Pick out each line in the entries below that contains the string "plumeria", and copy those lines unchanged.

-- Extracted information start --

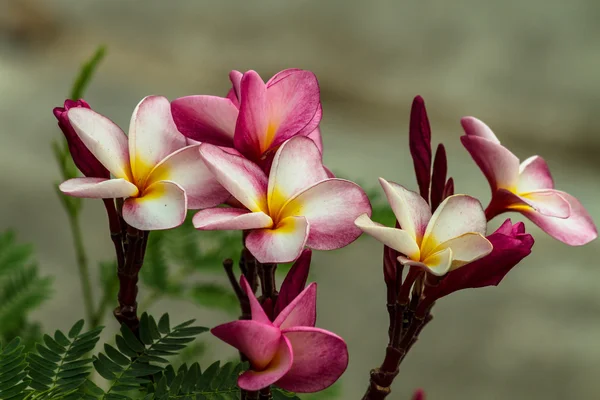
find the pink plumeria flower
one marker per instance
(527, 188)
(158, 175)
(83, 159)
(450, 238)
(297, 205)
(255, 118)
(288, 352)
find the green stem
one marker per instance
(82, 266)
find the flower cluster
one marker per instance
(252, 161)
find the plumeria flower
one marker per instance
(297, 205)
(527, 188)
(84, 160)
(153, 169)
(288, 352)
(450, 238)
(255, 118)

-- Extracted information end --
-- Extracted information start --

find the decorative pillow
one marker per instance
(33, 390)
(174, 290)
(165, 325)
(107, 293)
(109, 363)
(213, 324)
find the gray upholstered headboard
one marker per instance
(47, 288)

-- Extracted information end --
-- Extracted information start --

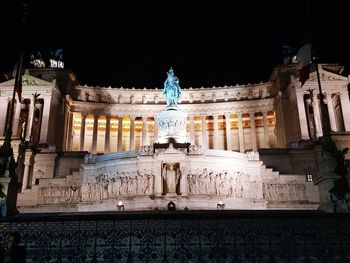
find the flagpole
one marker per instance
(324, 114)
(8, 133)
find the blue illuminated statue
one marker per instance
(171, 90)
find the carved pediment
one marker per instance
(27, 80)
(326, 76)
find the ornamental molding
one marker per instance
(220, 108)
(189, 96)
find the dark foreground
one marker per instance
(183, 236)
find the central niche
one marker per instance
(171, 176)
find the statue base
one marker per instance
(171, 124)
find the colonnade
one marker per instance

-- Extracted information end --

§ Correct answer
find the pink plumeria flower
find the plumeria flower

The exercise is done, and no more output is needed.